▶ **Required work**: Find each line of the records that contains the word "short" and copy it out. Treat uppercase and lowercase as different.

▶ **Material for this exercise**:
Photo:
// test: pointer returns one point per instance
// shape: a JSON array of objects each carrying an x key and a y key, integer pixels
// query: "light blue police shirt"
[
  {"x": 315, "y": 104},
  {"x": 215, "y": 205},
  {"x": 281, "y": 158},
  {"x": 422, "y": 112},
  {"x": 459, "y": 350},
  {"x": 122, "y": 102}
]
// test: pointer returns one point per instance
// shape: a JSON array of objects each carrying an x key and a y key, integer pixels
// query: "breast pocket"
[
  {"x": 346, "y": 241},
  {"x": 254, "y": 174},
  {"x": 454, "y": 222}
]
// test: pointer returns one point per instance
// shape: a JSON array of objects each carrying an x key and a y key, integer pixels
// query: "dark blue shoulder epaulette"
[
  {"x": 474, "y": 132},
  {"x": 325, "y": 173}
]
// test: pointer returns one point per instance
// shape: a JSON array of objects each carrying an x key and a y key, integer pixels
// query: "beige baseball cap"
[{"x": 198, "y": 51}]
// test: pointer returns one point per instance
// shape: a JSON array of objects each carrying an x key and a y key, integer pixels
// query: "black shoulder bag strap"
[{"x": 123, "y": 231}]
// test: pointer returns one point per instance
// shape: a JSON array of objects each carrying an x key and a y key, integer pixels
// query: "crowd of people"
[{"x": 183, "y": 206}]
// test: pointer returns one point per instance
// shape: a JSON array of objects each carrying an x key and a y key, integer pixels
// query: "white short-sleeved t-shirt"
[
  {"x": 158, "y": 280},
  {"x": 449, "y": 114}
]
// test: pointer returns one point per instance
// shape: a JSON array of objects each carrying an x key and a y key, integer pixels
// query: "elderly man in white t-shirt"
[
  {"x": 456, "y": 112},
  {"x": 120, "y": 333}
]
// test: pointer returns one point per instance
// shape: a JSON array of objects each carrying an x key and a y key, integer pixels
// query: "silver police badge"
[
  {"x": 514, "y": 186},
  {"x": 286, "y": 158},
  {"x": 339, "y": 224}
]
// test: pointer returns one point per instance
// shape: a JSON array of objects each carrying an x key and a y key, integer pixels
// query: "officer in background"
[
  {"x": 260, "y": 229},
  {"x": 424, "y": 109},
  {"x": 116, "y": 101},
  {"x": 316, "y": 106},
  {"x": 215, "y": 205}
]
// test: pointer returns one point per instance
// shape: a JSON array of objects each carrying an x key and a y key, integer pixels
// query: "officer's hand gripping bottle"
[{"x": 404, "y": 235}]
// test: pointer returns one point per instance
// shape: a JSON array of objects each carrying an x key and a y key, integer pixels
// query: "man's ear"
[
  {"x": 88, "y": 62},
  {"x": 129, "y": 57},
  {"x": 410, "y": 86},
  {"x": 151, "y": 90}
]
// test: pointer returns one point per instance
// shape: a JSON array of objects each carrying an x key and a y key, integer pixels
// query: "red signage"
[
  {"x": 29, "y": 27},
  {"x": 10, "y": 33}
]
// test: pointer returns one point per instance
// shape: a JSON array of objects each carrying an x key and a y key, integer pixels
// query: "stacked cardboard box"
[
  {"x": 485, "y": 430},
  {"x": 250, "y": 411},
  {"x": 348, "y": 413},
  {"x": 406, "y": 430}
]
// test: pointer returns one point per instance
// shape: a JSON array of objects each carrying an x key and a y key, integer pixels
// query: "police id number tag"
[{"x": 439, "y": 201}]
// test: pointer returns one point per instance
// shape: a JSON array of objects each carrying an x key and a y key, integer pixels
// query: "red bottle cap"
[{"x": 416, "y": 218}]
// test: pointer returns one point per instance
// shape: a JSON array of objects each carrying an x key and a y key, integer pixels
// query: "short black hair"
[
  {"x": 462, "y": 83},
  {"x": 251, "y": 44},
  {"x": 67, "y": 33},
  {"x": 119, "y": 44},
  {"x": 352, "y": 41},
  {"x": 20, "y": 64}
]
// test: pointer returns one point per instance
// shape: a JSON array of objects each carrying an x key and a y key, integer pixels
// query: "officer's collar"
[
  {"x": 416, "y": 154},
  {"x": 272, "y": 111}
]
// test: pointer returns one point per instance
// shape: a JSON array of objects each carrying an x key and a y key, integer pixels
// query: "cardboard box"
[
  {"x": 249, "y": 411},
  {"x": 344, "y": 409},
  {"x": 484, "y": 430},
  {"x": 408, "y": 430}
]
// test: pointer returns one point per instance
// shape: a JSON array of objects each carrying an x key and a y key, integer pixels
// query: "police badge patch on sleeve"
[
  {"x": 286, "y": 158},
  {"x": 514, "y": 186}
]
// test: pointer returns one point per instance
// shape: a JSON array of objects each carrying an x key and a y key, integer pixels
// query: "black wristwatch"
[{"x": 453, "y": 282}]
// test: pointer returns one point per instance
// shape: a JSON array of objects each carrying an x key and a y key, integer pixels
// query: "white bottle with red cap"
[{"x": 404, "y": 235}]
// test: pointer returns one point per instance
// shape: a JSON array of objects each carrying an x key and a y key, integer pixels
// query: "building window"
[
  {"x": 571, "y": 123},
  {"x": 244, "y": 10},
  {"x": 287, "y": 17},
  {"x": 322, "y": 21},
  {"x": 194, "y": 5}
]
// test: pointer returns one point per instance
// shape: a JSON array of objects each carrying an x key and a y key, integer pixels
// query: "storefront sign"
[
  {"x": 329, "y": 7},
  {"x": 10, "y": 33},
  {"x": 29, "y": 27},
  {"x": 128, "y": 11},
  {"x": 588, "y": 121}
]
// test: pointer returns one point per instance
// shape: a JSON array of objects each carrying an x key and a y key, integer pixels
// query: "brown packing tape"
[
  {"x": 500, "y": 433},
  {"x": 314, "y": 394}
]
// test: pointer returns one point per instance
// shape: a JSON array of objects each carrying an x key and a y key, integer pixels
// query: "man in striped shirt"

▶ **The reply**:
// query: "white short-sleeved t-shirt"
// query: "short black hair"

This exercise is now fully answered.